## GIVEN TEXT:
....................
Search code examples
pythonkerasencodingone-hot-encoding

Keras CategoryEncoding layer with time sequences


For a LSTM, I create time sequences by means of tensorflow.keras.utils.timeseries_dataset_from_array(). For some of the features, I would like to do one-hot encoding by means of Keras preprocessing layers.

I have the following code:

n_timesteps = 20
n_categorical_features = 1

from tensorflow.keras.layers import Input, IntegerLookup, CategoryEncoding

cat_inp = keras.layers.Input(shape=(n_timesteps, n_categorical_features), name = "categorical_input")
index = IntegerLookup()
index.adapt(X["br"])
encoder = CategoryEncoding(num_tokens=index.vocabulary_size(), output_mode = "one_hot")(cat_inp)

However, the last line gives me the error ValueError: Exception encountered when calling layer "category_encoding_22" (type CategoryEncoding). When output_mode is not 'int', maximum supported output rank is 2. Received output_mode one_hot and input shape (None, 20, 1), which would result in output rank 3. The problem seems to be that CategoryEncoding does not support the shape of my input tensor (None, n_timesteps, n_categorical_features).
....................
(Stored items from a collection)
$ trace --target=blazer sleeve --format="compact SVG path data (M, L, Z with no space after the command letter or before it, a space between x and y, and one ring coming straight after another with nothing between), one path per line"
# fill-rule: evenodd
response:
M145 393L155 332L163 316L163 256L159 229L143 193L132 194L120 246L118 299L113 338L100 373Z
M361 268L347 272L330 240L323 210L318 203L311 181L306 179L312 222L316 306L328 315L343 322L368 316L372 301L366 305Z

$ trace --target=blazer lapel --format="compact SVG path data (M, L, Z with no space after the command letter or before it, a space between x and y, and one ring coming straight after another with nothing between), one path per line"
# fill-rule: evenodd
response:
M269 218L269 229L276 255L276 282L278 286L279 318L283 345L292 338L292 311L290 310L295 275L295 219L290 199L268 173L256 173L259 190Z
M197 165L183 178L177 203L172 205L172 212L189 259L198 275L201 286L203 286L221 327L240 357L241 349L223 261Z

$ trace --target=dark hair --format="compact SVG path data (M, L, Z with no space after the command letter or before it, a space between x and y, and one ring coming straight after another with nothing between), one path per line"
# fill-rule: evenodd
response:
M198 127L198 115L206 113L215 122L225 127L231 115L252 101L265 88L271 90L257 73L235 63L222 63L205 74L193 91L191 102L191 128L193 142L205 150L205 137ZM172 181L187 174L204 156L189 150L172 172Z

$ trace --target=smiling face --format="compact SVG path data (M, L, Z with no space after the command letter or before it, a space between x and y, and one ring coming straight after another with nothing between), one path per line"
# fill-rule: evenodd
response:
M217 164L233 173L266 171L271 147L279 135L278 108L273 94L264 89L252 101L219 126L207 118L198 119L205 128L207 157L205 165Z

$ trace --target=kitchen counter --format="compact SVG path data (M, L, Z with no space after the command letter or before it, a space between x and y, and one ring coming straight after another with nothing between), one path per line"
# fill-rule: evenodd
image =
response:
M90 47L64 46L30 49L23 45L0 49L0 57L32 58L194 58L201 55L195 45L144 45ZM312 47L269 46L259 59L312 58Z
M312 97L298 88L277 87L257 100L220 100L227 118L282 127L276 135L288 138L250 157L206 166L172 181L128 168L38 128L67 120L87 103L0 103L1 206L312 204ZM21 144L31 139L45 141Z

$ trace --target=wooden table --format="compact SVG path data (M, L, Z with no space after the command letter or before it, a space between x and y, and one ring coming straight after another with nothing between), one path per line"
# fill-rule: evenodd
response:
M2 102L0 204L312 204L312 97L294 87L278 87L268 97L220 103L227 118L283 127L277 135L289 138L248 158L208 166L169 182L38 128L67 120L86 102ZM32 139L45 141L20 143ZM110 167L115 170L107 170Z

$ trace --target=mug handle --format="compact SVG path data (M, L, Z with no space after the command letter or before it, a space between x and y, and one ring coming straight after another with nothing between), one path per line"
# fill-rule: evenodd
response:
....................
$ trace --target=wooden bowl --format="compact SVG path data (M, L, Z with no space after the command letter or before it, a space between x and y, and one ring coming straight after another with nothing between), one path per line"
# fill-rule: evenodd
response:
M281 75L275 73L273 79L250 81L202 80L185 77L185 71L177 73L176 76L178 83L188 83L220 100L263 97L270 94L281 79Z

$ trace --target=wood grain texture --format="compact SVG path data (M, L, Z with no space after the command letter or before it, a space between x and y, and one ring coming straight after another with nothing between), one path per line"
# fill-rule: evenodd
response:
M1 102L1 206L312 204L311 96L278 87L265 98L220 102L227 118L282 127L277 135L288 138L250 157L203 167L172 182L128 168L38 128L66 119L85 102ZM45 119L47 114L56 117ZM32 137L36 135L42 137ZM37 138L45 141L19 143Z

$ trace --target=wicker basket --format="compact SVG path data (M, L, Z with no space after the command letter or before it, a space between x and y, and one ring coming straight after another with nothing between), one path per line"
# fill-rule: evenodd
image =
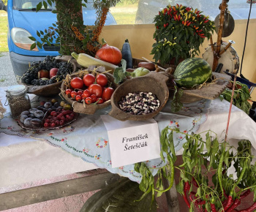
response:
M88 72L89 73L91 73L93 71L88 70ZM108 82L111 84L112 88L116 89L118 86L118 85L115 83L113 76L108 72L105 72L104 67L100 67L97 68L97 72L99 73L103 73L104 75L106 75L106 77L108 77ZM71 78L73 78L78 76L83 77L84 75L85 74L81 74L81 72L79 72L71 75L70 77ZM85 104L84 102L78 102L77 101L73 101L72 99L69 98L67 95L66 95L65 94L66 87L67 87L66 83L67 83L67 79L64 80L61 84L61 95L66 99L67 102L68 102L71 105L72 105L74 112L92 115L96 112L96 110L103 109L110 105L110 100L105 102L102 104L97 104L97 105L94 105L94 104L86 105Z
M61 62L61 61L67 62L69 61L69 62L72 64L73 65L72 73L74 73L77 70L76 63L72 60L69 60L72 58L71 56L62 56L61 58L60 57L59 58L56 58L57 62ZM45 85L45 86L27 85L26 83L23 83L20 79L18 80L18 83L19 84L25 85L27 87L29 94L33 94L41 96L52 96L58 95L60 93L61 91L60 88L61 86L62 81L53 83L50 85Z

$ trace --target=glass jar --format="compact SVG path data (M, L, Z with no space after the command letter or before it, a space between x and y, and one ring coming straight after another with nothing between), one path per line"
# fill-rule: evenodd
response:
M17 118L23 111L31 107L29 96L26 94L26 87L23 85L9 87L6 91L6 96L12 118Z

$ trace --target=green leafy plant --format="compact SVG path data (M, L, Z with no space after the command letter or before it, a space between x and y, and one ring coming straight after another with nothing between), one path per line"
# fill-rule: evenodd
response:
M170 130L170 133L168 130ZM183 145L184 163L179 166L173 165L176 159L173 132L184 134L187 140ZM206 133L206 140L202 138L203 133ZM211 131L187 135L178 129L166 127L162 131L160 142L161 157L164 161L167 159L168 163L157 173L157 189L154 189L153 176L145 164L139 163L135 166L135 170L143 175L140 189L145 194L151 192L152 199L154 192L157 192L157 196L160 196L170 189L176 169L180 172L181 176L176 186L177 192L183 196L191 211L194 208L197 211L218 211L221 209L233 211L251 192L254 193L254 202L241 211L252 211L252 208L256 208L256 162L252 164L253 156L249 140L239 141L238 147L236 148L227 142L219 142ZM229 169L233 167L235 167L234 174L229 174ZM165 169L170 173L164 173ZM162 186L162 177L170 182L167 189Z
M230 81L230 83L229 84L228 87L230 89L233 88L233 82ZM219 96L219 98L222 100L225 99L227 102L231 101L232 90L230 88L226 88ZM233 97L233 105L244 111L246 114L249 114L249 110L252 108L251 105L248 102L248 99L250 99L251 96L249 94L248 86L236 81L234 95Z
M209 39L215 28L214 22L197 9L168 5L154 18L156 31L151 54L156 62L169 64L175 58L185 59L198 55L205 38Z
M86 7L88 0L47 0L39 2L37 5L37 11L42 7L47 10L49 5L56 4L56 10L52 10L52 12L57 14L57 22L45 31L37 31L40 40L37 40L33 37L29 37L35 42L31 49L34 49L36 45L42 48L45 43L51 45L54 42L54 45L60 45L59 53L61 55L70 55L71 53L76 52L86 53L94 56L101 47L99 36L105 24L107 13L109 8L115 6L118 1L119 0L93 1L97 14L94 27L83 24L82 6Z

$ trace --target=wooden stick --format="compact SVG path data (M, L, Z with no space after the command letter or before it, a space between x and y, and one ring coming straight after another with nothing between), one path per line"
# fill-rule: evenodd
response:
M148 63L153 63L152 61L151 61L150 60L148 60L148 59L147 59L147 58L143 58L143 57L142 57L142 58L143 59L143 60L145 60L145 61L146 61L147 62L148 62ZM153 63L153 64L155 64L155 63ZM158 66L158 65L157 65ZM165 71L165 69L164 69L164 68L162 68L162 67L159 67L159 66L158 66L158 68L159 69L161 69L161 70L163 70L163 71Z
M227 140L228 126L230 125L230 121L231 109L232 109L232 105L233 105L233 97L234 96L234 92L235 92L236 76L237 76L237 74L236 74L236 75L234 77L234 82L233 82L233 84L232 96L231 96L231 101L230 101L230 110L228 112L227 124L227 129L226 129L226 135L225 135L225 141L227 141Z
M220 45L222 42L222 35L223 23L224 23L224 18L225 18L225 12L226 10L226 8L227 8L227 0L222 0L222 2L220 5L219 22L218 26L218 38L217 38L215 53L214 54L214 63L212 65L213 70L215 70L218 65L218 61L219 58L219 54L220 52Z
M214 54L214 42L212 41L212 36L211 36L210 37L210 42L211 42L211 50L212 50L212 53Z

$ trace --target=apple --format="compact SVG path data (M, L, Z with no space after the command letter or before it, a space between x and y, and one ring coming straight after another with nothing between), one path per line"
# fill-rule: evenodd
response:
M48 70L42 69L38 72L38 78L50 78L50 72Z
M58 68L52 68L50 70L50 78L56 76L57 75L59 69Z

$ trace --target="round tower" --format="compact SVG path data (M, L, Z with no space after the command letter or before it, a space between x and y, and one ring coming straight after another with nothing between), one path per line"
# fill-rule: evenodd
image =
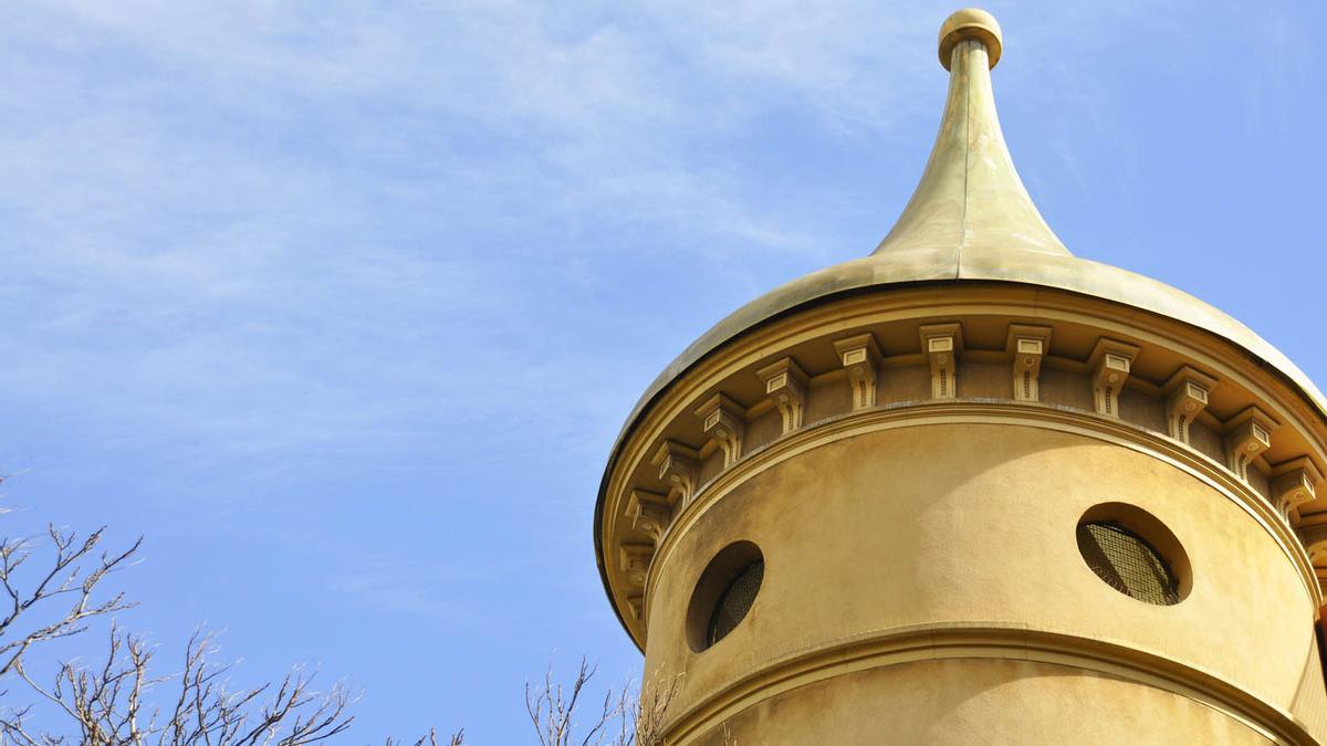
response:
....................
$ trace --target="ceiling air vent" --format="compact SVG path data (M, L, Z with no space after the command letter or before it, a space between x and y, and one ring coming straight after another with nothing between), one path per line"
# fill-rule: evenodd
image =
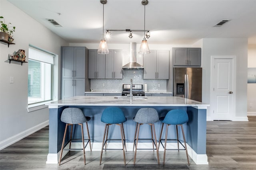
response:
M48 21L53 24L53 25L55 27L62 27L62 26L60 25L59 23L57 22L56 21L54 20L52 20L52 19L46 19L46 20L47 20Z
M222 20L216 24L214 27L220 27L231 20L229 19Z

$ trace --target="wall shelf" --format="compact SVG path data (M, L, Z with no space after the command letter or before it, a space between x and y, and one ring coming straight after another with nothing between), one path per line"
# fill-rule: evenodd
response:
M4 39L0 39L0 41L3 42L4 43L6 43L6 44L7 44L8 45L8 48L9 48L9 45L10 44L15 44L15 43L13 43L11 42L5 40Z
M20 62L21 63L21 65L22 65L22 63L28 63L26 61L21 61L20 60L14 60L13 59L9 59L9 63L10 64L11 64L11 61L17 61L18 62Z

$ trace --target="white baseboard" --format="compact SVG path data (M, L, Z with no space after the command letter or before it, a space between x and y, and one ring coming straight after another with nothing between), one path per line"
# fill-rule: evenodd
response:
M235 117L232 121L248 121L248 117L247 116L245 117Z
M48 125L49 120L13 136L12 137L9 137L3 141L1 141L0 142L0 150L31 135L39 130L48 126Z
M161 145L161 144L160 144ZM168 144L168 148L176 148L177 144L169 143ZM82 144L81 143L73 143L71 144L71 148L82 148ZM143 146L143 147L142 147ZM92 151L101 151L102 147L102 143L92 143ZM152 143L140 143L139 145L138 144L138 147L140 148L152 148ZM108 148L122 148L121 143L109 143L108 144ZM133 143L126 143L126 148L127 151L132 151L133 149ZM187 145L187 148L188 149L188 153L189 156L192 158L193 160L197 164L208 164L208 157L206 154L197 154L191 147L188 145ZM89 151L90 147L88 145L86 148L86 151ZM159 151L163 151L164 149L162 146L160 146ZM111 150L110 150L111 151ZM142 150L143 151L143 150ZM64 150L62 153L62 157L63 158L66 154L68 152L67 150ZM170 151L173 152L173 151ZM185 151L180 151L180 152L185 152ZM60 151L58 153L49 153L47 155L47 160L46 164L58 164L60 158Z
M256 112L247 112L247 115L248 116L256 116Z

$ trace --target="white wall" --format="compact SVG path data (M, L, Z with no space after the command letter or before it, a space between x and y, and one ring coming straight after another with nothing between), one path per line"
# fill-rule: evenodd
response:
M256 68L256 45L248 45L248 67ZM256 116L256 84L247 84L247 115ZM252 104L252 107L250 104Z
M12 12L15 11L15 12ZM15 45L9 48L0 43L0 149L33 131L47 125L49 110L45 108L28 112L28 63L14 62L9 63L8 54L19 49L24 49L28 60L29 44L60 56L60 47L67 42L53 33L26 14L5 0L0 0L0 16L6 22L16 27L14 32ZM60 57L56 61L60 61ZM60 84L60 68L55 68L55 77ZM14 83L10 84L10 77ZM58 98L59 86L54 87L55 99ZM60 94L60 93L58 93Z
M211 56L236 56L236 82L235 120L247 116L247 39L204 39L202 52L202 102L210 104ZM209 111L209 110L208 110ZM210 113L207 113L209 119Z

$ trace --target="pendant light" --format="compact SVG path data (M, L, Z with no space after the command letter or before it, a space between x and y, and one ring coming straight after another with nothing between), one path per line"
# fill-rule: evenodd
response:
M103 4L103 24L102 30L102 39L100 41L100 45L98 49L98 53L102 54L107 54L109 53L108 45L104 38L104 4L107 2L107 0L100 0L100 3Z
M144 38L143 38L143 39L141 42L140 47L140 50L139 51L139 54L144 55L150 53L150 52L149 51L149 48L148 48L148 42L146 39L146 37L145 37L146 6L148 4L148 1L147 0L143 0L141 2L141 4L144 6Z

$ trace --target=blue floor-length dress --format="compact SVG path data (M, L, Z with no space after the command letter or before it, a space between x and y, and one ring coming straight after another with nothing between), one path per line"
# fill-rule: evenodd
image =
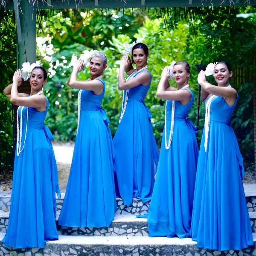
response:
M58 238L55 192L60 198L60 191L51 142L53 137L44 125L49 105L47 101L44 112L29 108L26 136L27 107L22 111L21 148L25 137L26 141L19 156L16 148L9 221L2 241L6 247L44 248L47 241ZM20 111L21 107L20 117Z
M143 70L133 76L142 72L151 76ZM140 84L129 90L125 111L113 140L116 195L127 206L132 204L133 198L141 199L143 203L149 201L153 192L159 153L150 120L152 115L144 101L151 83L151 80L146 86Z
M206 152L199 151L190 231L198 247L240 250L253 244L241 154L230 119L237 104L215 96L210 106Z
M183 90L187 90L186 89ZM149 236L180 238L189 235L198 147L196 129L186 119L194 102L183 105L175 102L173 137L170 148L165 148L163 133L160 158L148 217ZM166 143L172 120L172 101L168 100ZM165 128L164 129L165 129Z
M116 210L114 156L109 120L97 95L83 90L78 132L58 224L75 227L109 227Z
....................
## REQUIREMENTS:
Please pick up the post about the Keras CategoryEncoding layer and keep writing it from its final sentence.

## OUTPUT BELOW:
How can I one-hot encode the input tensor produced by timeseries_dataset_from_array()?


Solution

  • Please try to use TimeDistributed layer:

    encoder = tf.keras.layers.TimeDistributed(CategoryEncoding(num_tokens=index.vocabulary_size(), output_mode = "one_hot"))(cat_inp)
    

    It will apply CategoryEncoding to each item in your time sequence. Please see https://keras.io/api/layers/recurrent_layers/time_distributed/ for more information.